Extrait du document:
◆ ◆ ◆ ◆
Laxisme défensif, gabegie offensive
Rédhibitoire à ce niveau ! Voilà le constat qui s'impose lorsqu'on scrute les performances du bloc défensif bleu à Novi Sad, où la France a disputé ses trois matches du tour préliminaire. Un bon gardien dépend d'une bonne défense et force est de constater que l'arrière garde tricolore a fortement déçu ses admirateurs. Véritable référence planétaire depuis cinq ans, la ligne commandée par le vétéran Didier Dinart a laissé des trous dans sa cuirasse dans lesquels se sont engouffrés les artilleurs adverses, Harsanyi (3/3) et Zubai (6/7) en tête samedi soir.
La défense bleue ne parvient plus à étouffer l'attaque d'en face. Et la panoplie offensive suit. Les lacunes affichées au tir empêchent les "Experts" de s'installer dans leur zone de confort, avec une marge de trois-quatre buts d'avance dès la mi-temps. Les gardiens adverses ont écoeuré les Bleus (19 arrêts pour Fazekas hier, très gros match de Hombrados dans la cage espagnole lundi) et le doute s'est installé chez Barachet et Karabatic notamment. "On n'est pas arrivé dans le même état de mobilisation que dans d'autres circonstances", résume le sélectionneur Claude Onesta.
◆ ◆ ◆ ◆
Extraits de données:
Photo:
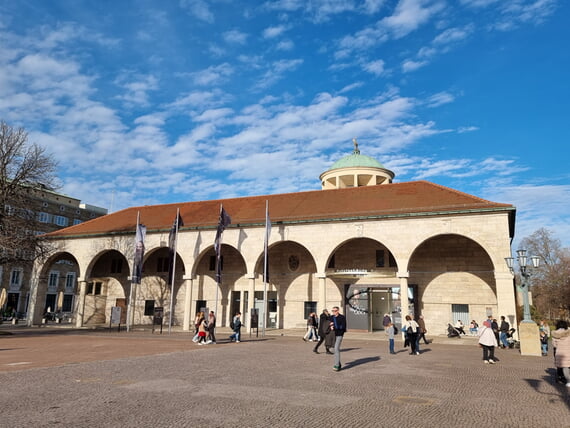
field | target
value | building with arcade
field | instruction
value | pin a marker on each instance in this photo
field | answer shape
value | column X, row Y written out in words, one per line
column 362, row 242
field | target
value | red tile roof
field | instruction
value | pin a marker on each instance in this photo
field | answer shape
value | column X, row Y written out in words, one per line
column 396, row 199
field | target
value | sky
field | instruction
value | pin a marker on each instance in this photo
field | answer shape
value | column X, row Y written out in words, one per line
column 149, row 102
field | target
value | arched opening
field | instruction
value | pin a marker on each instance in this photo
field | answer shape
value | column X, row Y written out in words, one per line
column 292, row 282
column 363, row 272
column 57, row 289
column 230, row 295
column 452, row 277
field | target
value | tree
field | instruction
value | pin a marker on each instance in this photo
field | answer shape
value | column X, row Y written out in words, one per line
column 551, row 281
column 24, row 168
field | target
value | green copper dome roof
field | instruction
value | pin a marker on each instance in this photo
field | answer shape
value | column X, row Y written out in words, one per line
column 355, row 160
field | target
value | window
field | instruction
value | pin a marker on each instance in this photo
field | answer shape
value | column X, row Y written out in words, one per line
column 332, row 263
column 67, row 303
column 60, row 220
column 70, row 281
column 380, row 258
column 162, row 264
column 53, row 279
column 149, row 307
column 16, row 278
column 116, row 265
column 94, row 288
column 310, row 307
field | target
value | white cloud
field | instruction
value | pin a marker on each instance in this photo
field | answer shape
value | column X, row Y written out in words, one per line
column 272, row 32
column 409, row 65
column 374, row 67
column 439, row 99
column 537, row 206
column 235, row 37
column 285, row 45
column 198, row 9
column 410, row 15
column 213, row 75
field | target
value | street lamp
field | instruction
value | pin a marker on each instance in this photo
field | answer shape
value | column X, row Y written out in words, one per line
column 525, row 274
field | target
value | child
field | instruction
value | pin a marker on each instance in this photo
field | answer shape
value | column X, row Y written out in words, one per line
column 544, row 342
column 390, row 332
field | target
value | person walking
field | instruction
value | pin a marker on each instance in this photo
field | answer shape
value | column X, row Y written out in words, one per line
column 202, row 329
column 503, row 330
column 488, row 341
column 312, row 325
column 324, row 329
column 422, row 331
column 211, row 328
column 412, row 333
column 338, row 326
column 386, row 321
column 236, row 327
column 197, row 322
column 390, row 331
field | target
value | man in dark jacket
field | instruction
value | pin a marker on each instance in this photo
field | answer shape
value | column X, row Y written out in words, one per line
column 503, row 330
column 324, row 329
column 338, row 326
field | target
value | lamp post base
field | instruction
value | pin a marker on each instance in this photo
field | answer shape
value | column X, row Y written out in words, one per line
column 530, row 339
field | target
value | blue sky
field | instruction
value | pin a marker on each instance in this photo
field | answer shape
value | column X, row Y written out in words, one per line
column 146, row 102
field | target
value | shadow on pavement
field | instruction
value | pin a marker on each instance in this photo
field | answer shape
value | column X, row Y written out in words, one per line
column 359, row 362
column 561, row 391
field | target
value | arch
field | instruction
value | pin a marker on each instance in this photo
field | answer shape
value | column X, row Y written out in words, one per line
column 57, row 286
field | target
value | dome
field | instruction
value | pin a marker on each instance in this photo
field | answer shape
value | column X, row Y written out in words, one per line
column 356, row 160
column 355, row 170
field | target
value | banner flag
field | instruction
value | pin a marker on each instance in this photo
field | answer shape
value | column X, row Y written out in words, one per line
column 139, row 253
column 225, row 221
column 266, row 244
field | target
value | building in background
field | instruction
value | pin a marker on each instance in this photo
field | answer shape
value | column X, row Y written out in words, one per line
column 364, row 243
column 51, row 211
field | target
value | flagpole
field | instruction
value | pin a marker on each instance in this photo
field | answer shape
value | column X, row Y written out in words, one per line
column 173, row 271
column 218, row 268
column 265, row 267
column 130, row 308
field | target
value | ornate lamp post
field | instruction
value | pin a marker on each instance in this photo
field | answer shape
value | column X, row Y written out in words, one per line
column 525, row 274
column 528, row 330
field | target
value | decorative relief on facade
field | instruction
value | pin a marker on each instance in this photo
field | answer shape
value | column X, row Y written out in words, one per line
column 293, row 262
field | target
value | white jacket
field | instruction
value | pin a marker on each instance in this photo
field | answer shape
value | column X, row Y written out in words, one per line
column 487, row 336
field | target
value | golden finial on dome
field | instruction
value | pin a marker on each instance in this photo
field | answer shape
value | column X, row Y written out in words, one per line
column 356, row 151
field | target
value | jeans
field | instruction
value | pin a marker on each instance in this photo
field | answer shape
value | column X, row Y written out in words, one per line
column 338, row 341
column 503, row 337
column 488, row 352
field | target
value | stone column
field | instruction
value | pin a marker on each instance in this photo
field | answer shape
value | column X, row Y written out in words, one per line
column 404, row 293
column 506, row 302
column 251, row 295
column 322, row 302
column 188, row 283
column 80, row 314
column 34, row 315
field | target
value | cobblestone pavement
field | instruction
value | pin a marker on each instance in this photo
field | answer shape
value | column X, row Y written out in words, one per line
column 95, row 378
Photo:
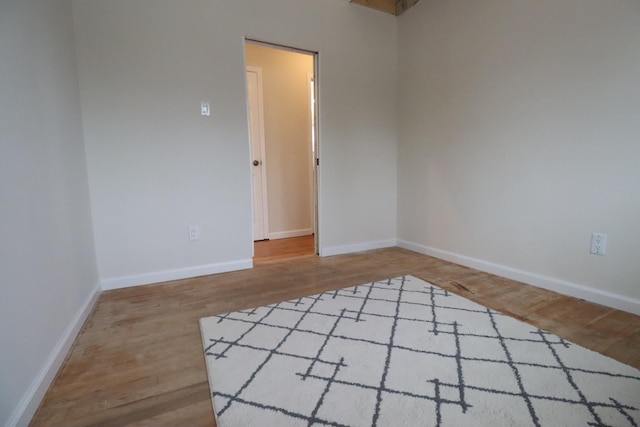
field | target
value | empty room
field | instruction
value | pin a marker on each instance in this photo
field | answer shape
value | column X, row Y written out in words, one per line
column 470, row 213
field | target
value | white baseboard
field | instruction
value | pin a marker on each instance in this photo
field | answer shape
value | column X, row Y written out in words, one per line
column 29, row 403
column 290, row 233
column 358, row 247
column 176, row 274
column 597, row 296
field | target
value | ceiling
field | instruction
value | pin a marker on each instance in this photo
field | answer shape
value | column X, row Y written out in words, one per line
column 394, row 7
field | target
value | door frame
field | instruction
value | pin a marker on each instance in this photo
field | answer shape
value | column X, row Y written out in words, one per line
column 263, row 168
column 316, row 160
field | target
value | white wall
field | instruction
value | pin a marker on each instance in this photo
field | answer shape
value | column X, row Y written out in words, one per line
column 48, row 276
column 519, row 126
column 287, row 128
column 156, row 166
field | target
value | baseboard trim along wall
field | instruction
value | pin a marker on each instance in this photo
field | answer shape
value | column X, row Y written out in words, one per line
column 597, row 296
column 357, row 247
column 290, row 233
column 176, row 274
column 29, row 403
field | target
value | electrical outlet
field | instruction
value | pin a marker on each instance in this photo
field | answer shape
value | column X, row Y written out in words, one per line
column 194, row 232
column 598, row 243
column 205, row 109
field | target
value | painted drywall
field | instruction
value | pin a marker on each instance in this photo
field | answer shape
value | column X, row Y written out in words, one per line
column 287, row 129
column 48, row 271
column 519, row 137
column 156, row 166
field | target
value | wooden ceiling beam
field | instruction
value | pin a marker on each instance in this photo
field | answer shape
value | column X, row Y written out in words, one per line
column 394, row 7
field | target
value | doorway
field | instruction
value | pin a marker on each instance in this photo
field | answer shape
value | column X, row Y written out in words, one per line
column 281, row 91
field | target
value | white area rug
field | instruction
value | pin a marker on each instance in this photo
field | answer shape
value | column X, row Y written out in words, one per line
column 403, row 352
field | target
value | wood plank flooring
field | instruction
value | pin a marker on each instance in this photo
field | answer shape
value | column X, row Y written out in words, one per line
column 139, row 361
column 272, row 250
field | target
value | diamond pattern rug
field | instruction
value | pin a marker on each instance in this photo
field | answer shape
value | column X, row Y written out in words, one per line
column 402, row 352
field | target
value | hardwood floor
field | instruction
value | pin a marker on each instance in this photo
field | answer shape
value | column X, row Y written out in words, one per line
column 139, row 361
column 271, row 250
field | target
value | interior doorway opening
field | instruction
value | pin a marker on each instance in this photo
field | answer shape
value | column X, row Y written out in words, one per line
column 282, row 92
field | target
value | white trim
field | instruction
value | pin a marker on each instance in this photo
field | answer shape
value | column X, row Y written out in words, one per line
column 29, row 403
column 176, row 274
column 290, row 233
column 609, row 299
column 357, row 247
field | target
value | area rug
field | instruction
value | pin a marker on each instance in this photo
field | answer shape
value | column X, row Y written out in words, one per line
column 402, row 352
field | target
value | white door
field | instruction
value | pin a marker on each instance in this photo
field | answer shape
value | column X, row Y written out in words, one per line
column 258, row 167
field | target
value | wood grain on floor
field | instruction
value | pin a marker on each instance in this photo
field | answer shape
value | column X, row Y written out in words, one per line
column 139, row 360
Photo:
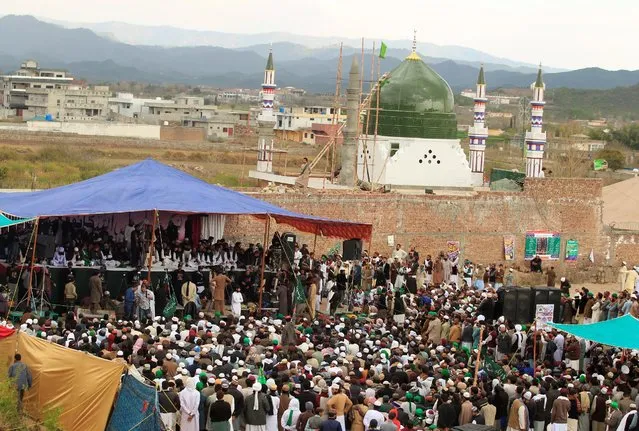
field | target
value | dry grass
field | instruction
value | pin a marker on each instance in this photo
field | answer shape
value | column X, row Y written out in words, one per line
column 43, row 160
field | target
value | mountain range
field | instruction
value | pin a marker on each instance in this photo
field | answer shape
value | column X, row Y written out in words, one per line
column 100, row 56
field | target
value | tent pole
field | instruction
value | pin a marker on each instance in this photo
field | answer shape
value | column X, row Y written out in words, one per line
column 151, row 247
column 267, row 228
column 481, row 342
column 35, row 241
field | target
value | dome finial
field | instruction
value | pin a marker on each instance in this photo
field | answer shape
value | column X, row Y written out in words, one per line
column 413, row 55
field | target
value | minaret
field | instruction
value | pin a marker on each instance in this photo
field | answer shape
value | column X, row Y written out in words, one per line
column 536, row 138
column 351, row 134
column 266, row 119
column 478, row 133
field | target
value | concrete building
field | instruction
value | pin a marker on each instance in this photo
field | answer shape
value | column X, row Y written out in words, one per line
column 17, row 86
column 178, row 110
column 127, row 105
column 72, row 103
column 416, row 145
column 297, row 123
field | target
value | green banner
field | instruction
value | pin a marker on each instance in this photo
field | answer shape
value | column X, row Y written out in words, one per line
column 546, row 245
column 572, row 249
column 494, row 369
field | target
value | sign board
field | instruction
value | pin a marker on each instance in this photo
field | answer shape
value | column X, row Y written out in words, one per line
column 599, row 164
column 572, row 250
column 546, row 245
column 509, row 247
column 544, row 315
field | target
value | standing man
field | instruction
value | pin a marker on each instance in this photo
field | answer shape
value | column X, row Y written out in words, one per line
column 95, row 286
column 144, row 297
column 20, row 373
column 70, row 293
column 221, row 281
column 236, row 302
column 551, row 277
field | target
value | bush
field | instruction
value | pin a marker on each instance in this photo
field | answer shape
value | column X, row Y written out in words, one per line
column 615, row 159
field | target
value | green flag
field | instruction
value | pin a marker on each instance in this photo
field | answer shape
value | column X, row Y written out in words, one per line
column 382, row 50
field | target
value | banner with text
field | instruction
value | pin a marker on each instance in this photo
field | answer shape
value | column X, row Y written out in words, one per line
column 509, row 247
column 572, row 250
column 546, row 245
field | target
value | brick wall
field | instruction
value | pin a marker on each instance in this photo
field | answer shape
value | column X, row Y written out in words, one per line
column 183, row 134
column 572, row 207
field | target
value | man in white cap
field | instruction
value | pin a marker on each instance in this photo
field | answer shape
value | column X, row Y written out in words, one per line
column 59, row 257
column 256, row 408
column 623, row 271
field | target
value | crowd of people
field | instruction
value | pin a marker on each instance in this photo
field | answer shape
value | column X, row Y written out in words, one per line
column 392, row 343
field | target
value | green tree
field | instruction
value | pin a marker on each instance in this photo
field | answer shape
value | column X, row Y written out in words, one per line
column 627, row 136
column 615, row 159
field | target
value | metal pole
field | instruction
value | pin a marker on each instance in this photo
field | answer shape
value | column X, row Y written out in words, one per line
column 481, row 342
column 267, row 227
column 151, row 247
column 314, row 242
column 35, row 241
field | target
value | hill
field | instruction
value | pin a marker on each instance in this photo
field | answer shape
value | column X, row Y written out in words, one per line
column 99, row 58
column 621, row 102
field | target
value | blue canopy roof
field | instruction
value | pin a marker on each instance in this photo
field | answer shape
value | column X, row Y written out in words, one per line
column 9, row 221
column 150, row 185
column 621, row 332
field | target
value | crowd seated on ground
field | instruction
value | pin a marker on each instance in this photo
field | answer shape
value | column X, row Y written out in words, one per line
column 388, row 343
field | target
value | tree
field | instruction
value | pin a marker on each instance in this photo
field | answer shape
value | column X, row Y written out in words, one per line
column 615, row 159
column 627, row 136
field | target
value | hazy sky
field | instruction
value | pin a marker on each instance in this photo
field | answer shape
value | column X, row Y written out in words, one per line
column 560, row 33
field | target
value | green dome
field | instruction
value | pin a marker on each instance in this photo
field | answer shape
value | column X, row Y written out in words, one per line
column 414, row 102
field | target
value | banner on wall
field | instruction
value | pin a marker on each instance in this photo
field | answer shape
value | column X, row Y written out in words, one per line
column 572, row 249
column 453, row 249
column 546, row 245
column 509, row 247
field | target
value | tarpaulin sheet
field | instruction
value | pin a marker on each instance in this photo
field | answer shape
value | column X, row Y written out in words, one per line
column 7, row 350
column 621, row 332
column 82, row 386
column 150, row 185
column 6, row 221
column 137, row 407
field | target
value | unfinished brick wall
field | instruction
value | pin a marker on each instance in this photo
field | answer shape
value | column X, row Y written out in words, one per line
column 572, row 207
column 183, row 134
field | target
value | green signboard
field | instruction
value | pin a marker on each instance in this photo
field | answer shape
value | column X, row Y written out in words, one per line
column 599, row 164
column 572, row 249
column 546, row 245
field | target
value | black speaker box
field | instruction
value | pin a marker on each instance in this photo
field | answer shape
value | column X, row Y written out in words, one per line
column 352, row 249
column 288, row 245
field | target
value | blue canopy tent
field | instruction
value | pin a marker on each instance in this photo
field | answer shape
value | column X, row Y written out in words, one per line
column 622, row 332
column 150, row 185
column 6, row 221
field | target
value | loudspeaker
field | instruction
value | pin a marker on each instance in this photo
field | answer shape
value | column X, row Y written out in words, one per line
column 352, row 249
column 288, row 245
column 548, row 295
column 515, row 304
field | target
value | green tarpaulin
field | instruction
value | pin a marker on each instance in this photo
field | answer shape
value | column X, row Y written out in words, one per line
column 621, row 332
column 6, row 221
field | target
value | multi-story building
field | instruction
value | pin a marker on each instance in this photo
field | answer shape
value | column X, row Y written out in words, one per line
column 73, row 103
column 30, row 79
column 184, row 107
column 298, row 123
column 127, row 105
◆ ◆ ◆ ◆
Consignes:
1. Dressez la liste de tous les joueurs nommés dans l'extrait du document, sans compter le sélectionneur.
2. Répondez aux questions suivantes d'après l'extrait du document.
(a) Dans quelle ville la France a-t-elle disputé ses trois matches du tour préliminaire ?
(b) Combien d'arrêts Fazekas a-t-il réalisés ?
(c) Qui est le sélectionneur cité ?

Réponses rédigées:
1.
Didier Dinart
Harsanyi
Zubai
Fazekas
Hombrados
Barachet
Karabatic

2.
(a) À Novi Sad.
(b) 19 arrêts.
(c) Claude Onesta.